Task item -
Decide whether each statement agrees with the passage on the InRange study's limitations: (a) the study included people who had never used basal insulin; (b) the basal insulins were given in the morning; (c) the treatment period lasted 12 weeks. Answer yes or no for each, quoting the deciding words.
Top of Text shown
However, the InRange study also has limitations. The study precludes conclusions for people with T1D using CGM in standard care, because the study was blinded and TIR was lower than the recommended general clinical target (> 70%). ¹⁸ Furthermore, the BIs were administered in the morning and therefore further study would be required to assess evening administration; however, based on the PK/PD profiles of Gla‐300 and IDeg‐100, a significant impact on the results would not be expected with different dosing times. The study also included only previous BI users, so further study would be needed to investigate insulin‐naïve people. In particular, it would be of interest to assess CGM during the initial titration period (when most insulin dose changes would be expected in insulin‐naïve people), because it was during this period that the BRIGHT study found lower rates of hypoglycaemia with Gla‐300 versus IDeg‐100, in insulin‐naïve people with type 2 diabetes. ³² The open‐label design was a limitation, as it was not possible to blind treatment because Gla‐300 and IDeg‐100 pens are distinguishable. However, the potential for bias because of the open‐label design was minimized by collecting objective glycaemic data. Finally, a treatment period of 12 weeks could be considered short compared with other clinical trials that evaluate changes in glycaemic control from baseline, however, the focus of the InRange study was the comparison of CGM‐derived TIR for Gla‐300 versus IDeg‐100, and the treatment duration was designed to allow dose optimization to occur before CGM data were collected. Although the CGM data collection period in InRange was of a length that has been shown to provide data that correlate with long‐term (3‐month) glycaemic outcomes, ¹⁸ , ²⁹ , ³³ longer term CGM data would provide more robust conclusions.
Bottom of Text shown
Top of Dataset entries
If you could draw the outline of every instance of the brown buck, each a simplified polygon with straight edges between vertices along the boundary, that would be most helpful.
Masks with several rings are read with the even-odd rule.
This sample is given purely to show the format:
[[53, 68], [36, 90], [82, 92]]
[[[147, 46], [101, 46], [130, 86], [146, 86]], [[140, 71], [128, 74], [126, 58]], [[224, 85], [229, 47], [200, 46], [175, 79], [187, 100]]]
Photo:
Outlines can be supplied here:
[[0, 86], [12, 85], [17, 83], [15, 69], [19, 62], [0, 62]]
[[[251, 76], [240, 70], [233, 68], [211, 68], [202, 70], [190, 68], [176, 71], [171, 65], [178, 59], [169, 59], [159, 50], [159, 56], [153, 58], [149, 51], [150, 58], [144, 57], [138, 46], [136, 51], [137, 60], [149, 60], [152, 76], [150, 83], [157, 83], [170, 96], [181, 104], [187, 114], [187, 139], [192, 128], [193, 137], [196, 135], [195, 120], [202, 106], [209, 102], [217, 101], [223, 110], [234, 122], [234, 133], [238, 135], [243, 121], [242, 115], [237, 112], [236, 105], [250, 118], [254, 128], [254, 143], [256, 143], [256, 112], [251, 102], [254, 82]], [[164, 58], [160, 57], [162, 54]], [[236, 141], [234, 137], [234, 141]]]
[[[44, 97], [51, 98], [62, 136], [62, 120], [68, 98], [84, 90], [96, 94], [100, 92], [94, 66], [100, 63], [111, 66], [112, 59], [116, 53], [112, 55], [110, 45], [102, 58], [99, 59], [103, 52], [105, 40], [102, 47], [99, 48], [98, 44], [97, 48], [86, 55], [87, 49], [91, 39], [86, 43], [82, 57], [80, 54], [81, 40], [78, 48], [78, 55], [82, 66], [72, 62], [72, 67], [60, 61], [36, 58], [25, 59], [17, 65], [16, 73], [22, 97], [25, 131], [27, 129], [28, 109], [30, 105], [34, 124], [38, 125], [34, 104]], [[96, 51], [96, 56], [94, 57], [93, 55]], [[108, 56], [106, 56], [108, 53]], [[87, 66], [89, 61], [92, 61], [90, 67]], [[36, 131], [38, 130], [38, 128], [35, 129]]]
Bottom of Dataset entries
Response -
(a) No: "The study also included only previous BI users"
(b) Yes: "the BIs were administered in the morning"
(c) Yes: "a treatment period of 12 weeks"